— Begin DOCUMENT TEXT —
The official arts organization of the U.S. government and the country’s largest funder of the arts, the National Endowment for the Arts (NEA) is an independent agency that strives to make the arts accessible to all Americans, through a wide variety of educational programs, grants, partnerships, and initiatives.

 

In the late 1980s and 1990s conservative groups aimed to halt the use of tax dollars to support the arts, raising an uproar about an exhibited photograph by Andres Serrano, and a posthumous retrospective of photos by Robert Mapplethorpe. Responding to the pressure, Congress passed an anti-obscenity clause to their NEA appropriations bill, and government funding of NEA programs decreased in the mid-1990s. It grew steadily during the first decade of the 21st century, then—as part of across-the-board federal belt-tightening—was cut in 2011 and further in 2012. The 2013 budget request seeks an $8-million increase from the previous year.

more
History:

Congress established the National Endowment for the Arts (NEA) with the National Foundation on the Arts and the Humanities Act of 1965, to support arts education, exhibitions, performances, and presentations in a multitude of arts fields, including architecture, arts on film, TV, radio, dance, design, folk and traditional arts, graphic design, literature, music, musical theater, opera, and theater.

 

NEA operations are overseen by a Chairman, who is appointed by the President. Providing the Chairman with expert advice is the National Council on the Arts, a board consisting of six members of Congress, and 14 people knowledgeable in the arts, also appointed by the President. The Council was established a year before creation of the NEA by order of the National Arts and Cultural Development Act of 1964. Among the Council’s original members, appointed by President Lyndon Johnson, were such notable artists as Leonard Bernstein, Duke Ellington, Charlton Heston, Gregory Peck, Sidney Poitier, Richard Rogers, John Steinbeck, and Isaac Stern. The 1965 Act that established the NEA provided for 26 individuals on the Council to advise the agency, those members serving for six-year staggered terms. Congressional legislation in 1997 reduced the number of board members to 14, with the addition of the six members of Congress, each appointed by a Congressional leader. The Council meets three times a year, with public attendance welcome.

 

Congressional funding for the NEA stood between $160 million and $180 million during the time period between the mid-1980s and mid-1990s. Funding was cut to $99.5 million in 1996 after the NEA weathered criticism from conservative organizations for agency grants awarded to artists considered controversial by the conservative groups. The NEA’s budget continued to shrink on an annual basis until 2001, when Congress increased its funding to $104.7 million. It has continued on an upswing until 2011, when its budget was cut as part of overall federal cutbacks.
— End DOCUMENT TEXT —
■ EXERCISES ■
a: Answer these questions using the text about the National Endowment for the Arts:
(i) Which act established the National Council on the Arts?
(ii) To what amount was Congressional funding for the NEA cut in 1996?
(iii) What increase does the 2013 budget request seek?
b: Turn the paragraph beginning "Congressional funding for the NEA stood" in the text about the National Endowment for the Arts into a bulleted list that keeps its main facts.
c: Extend the text about the National Endowment for the Arts by continuing it after its final sentence.
Nothing in the records is needed to work with the text about the National Endowment for the Arts.
— Begin DATA SECTION —
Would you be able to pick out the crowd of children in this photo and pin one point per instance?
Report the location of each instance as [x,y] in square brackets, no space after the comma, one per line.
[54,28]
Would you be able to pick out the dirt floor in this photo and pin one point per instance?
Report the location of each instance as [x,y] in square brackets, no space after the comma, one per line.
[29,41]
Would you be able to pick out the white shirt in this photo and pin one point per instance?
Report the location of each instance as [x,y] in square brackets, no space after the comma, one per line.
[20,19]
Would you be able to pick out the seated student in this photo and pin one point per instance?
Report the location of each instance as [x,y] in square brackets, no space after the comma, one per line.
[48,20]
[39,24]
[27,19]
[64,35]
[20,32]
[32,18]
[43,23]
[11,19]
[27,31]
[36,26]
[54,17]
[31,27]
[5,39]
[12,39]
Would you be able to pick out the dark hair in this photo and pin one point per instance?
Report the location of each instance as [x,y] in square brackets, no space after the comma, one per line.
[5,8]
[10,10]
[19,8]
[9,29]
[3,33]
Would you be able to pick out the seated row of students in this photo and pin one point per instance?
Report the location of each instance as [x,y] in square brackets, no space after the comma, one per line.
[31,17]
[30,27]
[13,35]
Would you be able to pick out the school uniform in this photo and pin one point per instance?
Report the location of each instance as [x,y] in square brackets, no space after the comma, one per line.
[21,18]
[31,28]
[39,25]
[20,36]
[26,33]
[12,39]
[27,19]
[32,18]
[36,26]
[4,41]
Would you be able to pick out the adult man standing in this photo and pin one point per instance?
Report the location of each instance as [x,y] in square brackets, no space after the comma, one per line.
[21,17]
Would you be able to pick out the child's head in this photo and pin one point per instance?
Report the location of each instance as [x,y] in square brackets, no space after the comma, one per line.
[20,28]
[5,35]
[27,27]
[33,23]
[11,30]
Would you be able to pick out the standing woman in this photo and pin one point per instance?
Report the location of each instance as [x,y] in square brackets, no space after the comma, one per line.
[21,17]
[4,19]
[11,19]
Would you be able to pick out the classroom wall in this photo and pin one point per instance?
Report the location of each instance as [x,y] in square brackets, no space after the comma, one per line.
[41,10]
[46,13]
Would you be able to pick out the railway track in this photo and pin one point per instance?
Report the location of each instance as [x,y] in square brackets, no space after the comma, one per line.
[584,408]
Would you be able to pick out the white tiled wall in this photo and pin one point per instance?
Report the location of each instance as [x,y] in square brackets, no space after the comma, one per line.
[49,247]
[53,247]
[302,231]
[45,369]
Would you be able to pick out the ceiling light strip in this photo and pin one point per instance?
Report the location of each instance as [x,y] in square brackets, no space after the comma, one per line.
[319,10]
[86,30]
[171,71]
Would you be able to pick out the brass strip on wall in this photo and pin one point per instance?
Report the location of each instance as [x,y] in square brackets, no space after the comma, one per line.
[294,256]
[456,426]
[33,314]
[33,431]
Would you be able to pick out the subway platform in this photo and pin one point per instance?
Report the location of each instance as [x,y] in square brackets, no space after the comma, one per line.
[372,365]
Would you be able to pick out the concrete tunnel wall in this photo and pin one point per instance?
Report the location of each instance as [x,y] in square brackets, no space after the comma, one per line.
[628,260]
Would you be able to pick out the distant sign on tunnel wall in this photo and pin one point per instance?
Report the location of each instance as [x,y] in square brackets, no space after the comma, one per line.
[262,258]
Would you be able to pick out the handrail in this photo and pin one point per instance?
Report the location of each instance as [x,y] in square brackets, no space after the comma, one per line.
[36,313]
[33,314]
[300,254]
— End DATA SECTION —
■ OUTPUTS FOR THE TASKS ■
a:
(i) The National Arts and Cultural Development Act of 1964.
(ii) $99.5 million.
(iii) An $8-million increase from the previous year.

b:
- From the mid-1980s to the mid-1990s, Congressional funding for the NEA stood between $160 million and $180 million.
- In 1996 funding was cut to $99.5 million, after conservative organizations criticized NEA grants to artists they considered controversial.
- The budget kept shrinking every year until 2001, when Congress raised it to $104.7 million.
- Funding kept rising until 2011, when it was cut as part of overall federal cutbacks.

c:
more
What it Does:

The National Endowment for the Arts (NEA) works to provide opportunities for all Americans to benefit from the arts, working in partnership with a network of public, private, and non-profit agencies and organizations. Among NEA’s specific activities:

 

  • Awards grants, more than 135,000 since it was created, that support non-profit national, state, and regional arts exhibitions, festivals, performances, projects, programs, publications, residencies, workshops, and other arts-related entities. In FY 2010, it awarded more than 2,500 grants totaling more than $130 million. For FY 2012, NEA expects to award between $62 million and $64 million in grants numbering between 1,750 and 1,850.

Recent NEA grants have been awarded to a variety of organizations across the country, including: Atlantic Center for the Arts, Inc., New Smyrna Beach, Florida; Alvin Ailey Dance Foundation, Inc., New York, NY; National Public Radio, Washington D.C.; Jazz House Kids, Inc., West Orange, New Jersey; Arts Corps, Seattle, Washington; Reel Stories Teen Filmmaking, Inc., Brooklyn, New York; San Francisco Girls Chorus, Inc., San Francisco, California; PA'I Foundation, Aiea, Hawaii; Terra Moto, Inc. Portland, Maine; Friends of WWOZ, Inc., New Orleans, Louisiana.

 

 

  • Participates in the presentation of the National Medal of Arts Award, the highest honor given to artists and arts patrons by the U.S. government, a non-monetary medal awarded by the President. Selection is based on suggestions by the public and individuals in various arts fields, which are solicited by the NEA. From these names, NEA’s Advisory Council makes recommendations to the President and the honor is awarded to individuals or groups who, in the President’s judgment, "...are deserving of special recognition by reason of their outstanding contributions to the excellence, growth, support and availability of the arts in the United States."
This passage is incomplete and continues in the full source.